È stato lui a dare l’allarme e qualche giorno dopo è stato arrestato con l’accusa di omicidio volontario. Lui ha sempre negato queste accuse, sostenendo una versione diversa dei fatti rispetto alla ricostruzione della Procura. Il processo si svolgerà secondo il rito abbreviato (ovvero sulla base degli atti raccolti dalla procura, con il beneficio di uno sconto di un terzo della pena) ma “condizionato”, ovvero con l’ascolto in aula dei periti, e quindi con il confronto fra le due perizie, dagli esiti divergenti, che potrebbero rappresentare il cuore del processo. I medici legali di parte della difesa, infatti, contestano radicalmente le conclusioni alle quali era arrivata la perizia disposta dalla procura dei minorenni, che sostanzialmente attribuiscono al 15enne la volontà di far cadere Aurora dal terrazzo, da un’altezza di nove metri.

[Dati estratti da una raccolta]
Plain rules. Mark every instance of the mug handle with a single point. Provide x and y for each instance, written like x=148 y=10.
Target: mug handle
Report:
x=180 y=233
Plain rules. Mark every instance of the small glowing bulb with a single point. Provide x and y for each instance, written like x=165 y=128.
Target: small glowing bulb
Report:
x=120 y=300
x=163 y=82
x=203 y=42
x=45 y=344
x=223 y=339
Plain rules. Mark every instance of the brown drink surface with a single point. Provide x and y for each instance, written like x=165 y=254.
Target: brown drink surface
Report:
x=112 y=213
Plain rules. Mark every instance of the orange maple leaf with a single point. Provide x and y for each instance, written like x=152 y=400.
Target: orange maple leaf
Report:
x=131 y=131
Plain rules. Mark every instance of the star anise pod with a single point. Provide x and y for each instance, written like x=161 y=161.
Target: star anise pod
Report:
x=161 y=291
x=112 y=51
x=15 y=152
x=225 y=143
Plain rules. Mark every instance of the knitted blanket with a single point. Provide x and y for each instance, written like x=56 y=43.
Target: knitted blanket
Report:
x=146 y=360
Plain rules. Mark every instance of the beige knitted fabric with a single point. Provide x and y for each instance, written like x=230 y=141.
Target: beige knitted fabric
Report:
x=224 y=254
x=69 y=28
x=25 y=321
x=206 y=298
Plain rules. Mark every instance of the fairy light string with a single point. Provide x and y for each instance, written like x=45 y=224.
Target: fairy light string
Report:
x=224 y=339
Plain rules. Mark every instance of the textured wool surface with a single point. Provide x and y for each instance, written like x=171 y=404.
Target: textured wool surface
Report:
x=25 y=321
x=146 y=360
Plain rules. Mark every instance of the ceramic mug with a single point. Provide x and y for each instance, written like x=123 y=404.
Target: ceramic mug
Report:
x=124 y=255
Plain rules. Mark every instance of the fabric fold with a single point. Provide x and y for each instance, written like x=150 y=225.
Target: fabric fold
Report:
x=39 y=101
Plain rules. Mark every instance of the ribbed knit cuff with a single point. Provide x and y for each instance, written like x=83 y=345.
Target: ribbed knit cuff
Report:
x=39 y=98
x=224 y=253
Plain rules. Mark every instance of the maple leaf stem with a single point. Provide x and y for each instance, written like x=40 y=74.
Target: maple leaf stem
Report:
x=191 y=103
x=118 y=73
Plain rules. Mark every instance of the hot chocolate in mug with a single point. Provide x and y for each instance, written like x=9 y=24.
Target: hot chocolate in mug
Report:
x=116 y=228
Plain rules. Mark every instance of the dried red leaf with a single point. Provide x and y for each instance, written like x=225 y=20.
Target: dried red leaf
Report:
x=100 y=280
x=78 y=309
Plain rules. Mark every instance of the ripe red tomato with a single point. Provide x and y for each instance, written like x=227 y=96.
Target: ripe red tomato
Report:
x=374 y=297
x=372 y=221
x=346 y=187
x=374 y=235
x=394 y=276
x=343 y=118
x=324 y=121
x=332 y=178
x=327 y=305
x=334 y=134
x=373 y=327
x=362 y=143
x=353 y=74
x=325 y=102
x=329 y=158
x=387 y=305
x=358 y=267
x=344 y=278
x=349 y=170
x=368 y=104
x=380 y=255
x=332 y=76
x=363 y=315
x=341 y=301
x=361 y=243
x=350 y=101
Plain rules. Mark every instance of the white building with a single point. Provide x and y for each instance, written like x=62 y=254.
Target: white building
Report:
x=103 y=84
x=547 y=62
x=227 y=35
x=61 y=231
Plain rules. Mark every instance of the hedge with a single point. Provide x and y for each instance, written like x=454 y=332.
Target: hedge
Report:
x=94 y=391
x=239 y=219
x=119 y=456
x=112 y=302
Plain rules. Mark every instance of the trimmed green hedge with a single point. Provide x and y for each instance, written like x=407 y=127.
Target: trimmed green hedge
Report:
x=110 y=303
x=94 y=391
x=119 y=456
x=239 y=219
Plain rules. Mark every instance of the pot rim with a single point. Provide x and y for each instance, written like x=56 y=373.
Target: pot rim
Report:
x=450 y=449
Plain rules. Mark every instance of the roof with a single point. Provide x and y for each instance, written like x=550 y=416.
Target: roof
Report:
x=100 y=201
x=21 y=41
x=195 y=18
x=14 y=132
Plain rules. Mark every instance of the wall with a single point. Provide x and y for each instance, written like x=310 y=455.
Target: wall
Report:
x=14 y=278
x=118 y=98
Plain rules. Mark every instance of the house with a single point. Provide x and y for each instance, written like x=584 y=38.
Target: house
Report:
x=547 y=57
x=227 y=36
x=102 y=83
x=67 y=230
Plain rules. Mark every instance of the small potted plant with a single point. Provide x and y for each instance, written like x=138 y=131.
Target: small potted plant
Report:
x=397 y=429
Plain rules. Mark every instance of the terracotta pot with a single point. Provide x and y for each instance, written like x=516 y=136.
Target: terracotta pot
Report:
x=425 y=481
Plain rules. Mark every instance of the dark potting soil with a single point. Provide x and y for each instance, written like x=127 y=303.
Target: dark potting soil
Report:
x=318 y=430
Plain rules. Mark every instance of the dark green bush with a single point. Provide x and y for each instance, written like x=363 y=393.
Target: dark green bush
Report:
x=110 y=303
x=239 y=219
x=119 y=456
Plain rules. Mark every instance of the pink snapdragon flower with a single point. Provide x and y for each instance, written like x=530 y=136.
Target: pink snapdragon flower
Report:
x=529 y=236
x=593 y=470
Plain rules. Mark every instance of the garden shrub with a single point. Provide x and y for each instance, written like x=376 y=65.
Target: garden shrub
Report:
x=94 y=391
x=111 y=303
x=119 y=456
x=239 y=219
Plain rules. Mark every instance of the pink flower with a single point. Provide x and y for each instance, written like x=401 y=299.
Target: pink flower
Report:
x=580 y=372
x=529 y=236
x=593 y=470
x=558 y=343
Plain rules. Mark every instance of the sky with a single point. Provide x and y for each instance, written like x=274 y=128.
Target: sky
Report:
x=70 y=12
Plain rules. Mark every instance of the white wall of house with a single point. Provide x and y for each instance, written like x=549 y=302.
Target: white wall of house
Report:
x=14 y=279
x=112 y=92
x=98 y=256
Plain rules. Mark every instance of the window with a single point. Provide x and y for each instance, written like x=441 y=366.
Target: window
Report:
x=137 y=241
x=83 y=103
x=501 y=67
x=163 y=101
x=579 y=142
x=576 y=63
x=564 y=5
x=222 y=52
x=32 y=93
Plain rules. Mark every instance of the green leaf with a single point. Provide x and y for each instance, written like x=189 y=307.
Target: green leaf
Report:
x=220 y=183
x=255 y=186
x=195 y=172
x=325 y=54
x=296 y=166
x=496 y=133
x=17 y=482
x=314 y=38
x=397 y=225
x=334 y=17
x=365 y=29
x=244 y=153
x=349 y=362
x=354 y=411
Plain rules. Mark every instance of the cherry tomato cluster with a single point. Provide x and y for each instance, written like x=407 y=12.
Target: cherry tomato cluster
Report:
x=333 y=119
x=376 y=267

■ ISTRUZIONI DI LAVORO ■
1. Quali espressioni numeriche compaiono nel testo sul processo? Elencale nell'ordine in cui appaiono, ciascuna con la parola a cui si riferisce.
2. Come si traduce in inglese questa frase del testo sul processo: "Lui ha sempre negato queste accuse, sostenendo una versione diversa dei fatti rispetto alla ricostruzione della Procura."?
Per rispondere, basati soltanto sul testo sul processo.

■ RISPOSTE PER CONSEGNA ■
1.
un terzo (della pena)
due (perizie)
15enne
nove (metri)

2. He has always denied these charges, maintaining a version of events different from the Prosecutor's Office's reconstruction.